▶ [Task to carry out]: Produce a verbatim transcription of the records below, beginning at the line containing "of the rock" and ending at the final line; include only those lines.

'''

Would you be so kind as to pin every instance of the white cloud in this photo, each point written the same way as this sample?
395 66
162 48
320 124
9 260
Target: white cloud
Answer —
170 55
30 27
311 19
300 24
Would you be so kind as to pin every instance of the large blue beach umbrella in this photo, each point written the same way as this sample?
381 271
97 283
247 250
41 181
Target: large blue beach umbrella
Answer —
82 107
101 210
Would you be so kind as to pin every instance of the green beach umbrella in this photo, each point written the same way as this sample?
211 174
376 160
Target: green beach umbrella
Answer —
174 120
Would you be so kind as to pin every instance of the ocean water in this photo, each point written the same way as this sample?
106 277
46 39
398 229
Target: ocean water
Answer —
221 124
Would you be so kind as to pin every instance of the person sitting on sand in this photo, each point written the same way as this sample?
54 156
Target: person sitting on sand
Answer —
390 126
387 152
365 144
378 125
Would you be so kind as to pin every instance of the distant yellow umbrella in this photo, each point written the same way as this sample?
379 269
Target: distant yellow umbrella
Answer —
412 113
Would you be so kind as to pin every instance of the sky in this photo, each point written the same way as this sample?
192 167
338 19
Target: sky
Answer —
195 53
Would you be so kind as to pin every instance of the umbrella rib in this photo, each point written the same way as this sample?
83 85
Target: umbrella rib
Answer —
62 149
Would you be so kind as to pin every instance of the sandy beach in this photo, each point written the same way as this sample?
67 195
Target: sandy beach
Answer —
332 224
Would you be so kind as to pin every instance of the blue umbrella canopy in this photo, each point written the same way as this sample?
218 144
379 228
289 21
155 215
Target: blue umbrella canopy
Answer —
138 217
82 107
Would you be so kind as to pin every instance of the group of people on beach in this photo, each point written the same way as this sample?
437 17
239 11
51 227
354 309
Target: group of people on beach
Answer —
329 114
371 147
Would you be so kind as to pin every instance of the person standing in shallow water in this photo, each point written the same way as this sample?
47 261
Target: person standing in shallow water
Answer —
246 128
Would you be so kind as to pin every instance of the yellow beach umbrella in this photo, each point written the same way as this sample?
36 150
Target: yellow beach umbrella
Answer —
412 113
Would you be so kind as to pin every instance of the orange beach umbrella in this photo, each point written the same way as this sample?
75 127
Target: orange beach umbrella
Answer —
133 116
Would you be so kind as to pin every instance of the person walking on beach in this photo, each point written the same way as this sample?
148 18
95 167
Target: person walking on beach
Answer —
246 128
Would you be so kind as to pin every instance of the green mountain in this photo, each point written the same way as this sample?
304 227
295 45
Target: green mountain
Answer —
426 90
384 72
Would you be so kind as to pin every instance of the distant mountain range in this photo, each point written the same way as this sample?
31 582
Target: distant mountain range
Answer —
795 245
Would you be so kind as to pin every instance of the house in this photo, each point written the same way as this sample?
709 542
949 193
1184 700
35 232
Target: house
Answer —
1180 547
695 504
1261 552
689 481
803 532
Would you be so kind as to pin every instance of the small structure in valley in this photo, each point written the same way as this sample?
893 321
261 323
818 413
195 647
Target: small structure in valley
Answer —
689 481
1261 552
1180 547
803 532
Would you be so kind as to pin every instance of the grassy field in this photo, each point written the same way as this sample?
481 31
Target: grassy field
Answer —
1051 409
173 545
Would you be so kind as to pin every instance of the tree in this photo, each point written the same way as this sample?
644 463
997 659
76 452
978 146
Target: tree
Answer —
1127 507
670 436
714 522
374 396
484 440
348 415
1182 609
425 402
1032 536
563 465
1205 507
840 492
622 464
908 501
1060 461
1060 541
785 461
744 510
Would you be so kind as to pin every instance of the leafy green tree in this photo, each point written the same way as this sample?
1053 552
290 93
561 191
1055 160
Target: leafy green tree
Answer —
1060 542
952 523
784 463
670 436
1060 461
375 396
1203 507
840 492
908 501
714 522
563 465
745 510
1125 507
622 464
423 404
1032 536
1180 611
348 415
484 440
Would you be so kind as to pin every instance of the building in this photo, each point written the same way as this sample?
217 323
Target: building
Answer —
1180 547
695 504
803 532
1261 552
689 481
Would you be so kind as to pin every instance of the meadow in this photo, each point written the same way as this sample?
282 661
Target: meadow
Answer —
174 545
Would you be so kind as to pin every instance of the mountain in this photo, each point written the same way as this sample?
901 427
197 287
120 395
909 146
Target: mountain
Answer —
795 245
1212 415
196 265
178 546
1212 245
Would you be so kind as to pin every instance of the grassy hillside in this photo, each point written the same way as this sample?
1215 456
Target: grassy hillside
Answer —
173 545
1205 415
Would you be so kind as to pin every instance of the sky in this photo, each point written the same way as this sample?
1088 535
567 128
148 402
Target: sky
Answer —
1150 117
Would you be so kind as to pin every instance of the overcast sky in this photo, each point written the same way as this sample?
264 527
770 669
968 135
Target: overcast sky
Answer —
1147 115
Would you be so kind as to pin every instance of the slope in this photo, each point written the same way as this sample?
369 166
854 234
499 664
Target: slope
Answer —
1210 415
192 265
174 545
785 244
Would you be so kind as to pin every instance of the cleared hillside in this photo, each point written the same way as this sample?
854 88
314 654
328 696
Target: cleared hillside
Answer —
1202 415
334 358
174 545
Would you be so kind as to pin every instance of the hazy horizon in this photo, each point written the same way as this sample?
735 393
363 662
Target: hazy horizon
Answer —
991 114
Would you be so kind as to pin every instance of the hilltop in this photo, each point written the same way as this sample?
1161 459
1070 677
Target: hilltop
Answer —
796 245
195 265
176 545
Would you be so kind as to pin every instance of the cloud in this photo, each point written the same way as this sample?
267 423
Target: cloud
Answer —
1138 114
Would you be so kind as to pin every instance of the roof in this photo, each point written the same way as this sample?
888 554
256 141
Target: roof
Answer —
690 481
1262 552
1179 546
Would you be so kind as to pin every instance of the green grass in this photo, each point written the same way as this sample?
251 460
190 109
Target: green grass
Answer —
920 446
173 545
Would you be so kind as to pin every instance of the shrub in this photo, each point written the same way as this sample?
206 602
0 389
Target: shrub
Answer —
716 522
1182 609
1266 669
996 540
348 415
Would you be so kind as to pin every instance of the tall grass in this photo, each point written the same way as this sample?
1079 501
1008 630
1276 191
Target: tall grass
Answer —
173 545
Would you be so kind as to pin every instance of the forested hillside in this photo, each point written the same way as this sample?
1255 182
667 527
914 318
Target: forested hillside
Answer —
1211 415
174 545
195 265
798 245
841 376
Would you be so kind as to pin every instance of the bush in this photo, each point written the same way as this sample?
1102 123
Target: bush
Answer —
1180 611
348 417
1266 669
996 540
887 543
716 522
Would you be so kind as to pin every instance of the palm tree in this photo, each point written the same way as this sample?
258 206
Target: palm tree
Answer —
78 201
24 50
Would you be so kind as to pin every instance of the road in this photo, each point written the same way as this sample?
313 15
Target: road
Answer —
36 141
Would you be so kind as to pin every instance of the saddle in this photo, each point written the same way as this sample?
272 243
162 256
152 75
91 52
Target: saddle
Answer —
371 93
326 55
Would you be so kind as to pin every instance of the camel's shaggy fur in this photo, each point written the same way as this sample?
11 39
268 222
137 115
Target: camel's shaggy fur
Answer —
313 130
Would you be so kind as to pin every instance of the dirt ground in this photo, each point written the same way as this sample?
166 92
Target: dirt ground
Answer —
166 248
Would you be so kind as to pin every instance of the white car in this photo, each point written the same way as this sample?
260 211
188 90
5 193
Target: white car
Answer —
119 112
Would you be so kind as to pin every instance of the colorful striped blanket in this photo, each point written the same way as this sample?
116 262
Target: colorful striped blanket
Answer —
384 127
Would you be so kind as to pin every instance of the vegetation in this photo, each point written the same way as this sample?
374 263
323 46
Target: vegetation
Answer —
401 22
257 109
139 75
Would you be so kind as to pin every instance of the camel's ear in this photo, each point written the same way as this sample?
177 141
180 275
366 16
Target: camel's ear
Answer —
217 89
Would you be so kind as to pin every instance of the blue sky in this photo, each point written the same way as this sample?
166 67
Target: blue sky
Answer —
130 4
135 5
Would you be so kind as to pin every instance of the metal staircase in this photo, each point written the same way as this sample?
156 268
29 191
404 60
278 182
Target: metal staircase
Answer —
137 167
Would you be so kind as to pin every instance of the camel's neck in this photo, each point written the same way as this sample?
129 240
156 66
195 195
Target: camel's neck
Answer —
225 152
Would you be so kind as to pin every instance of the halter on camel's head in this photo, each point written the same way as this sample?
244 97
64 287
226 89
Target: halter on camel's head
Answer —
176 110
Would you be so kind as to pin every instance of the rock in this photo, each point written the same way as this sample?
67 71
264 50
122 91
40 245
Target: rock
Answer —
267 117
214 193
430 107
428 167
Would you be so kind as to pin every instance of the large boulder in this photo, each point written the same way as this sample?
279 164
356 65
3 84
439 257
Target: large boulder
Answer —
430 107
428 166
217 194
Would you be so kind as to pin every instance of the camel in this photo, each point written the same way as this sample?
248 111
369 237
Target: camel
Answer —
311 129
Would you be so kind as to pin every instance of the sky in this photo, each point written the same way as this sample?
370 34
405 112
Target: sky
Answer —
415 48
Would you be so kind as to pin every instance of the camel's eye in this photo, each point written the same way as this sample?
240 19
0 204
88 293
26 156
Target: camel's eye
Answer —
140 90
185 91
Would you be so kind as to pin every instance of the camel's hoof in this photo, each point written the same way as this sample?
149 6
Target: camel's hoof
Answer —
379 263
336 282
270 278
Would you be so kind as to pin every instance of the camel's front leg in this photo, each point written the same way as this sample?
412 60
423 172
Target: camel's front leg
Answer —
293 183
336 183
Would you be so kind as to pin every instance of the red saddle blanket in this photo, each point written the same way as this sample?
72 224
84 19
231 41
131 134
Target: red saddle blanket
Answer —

'''

▶ [In response]:
Would you be so kind as to pin every instance of the rock in this photo, each point written the same way as this sample?
67 71
264 50
122 91
40 245
Target: rock
Answer —
267 117
214 193
430 107
428 167
Would you be so kind as to pin every instance of the large boulder in this photo, each point written the same way as this sample?
279 164
356 65
3 84
439 257
Target: large boulder
Answer —
430 107
428 166
217 194
Would you be so kind as to pin every instance of the camel in this photo, each point written the same way as this sample?
248 111
369 237
Target: camel
Answer —
311 129
Would you be so kind as to pin every instance of the sky in this photo, each point written the same way as this sample?
370 34
405 112
Target: sky
Answer —
415 48
Would you be so kind as to pin every instance of the camel's eye in this photo, each point written the same way as this sample?
240 19
0 204
88 293
26 156
Target: camel's eye
Answer —
140 90
185 91
Would you be so kind as to pin every instance of the camel's hoof in this photo, each point written the same way as this sample?
149 6
Target: camel's hoof
Answer —
379 263
336 282
270 278
Would you be so kind as to pin every instance of the camel's front leg in this photo, each point written the same way as this sample?
412 60
423 172
Target: camel's front leg
Answer —
293 183
336 183
Would you be so kind as to pin every instance of the red saddle blanket in this photo, each point written the same way as this sample?
72 224
84 19
231 41
131 134
Target: red saddle blanket
Answer —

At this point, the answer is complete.